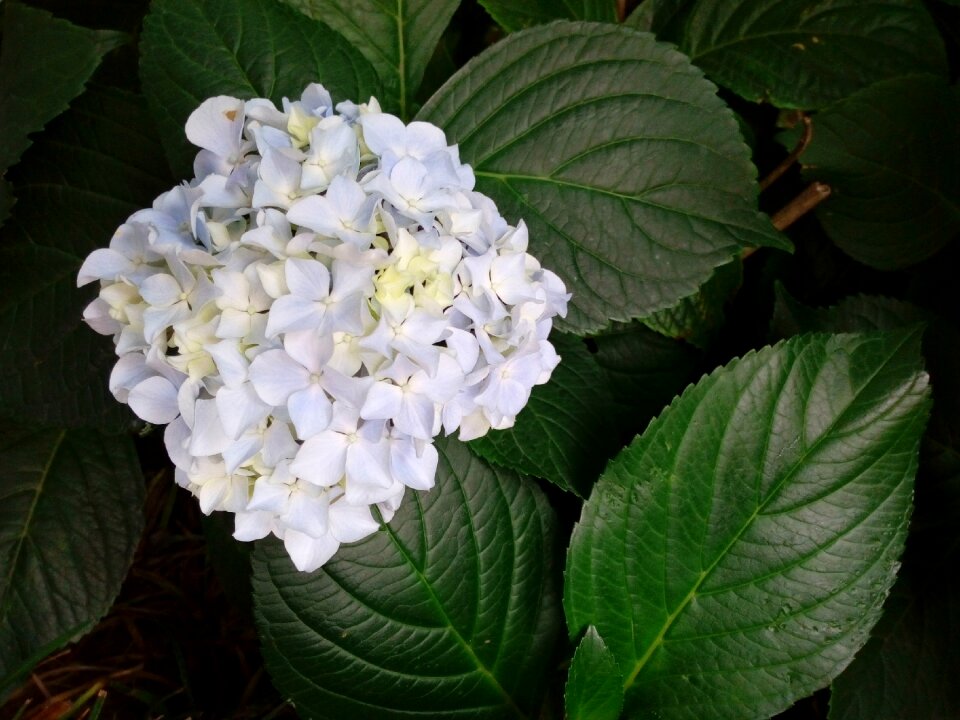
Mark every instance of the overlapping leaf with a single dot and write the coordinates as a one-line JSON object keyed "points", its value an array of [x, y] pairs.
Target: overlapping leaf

=-=-=-=-=

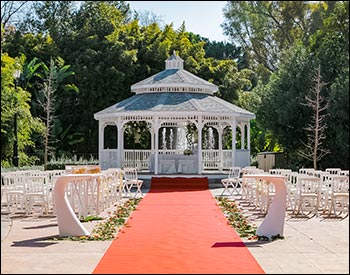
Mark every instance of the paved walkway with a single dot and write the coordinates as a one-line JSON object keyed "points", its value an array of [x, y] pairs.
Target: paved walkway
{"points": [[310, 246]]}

=-=-=-=-=

Rewrite the entries from the line with "Mark every instance of the overlapping" through the line with "Target: overlapping leaf", changing "overlapping leaf" to "yellow leaf" and leaving everything else as it is. Give only those lines.

Mark every instance of the yellow leaf with a single dot and write the coordinates as a one-line JSON object keyed "points", its value an array of [x, y] pairs.
Target: yellow leaf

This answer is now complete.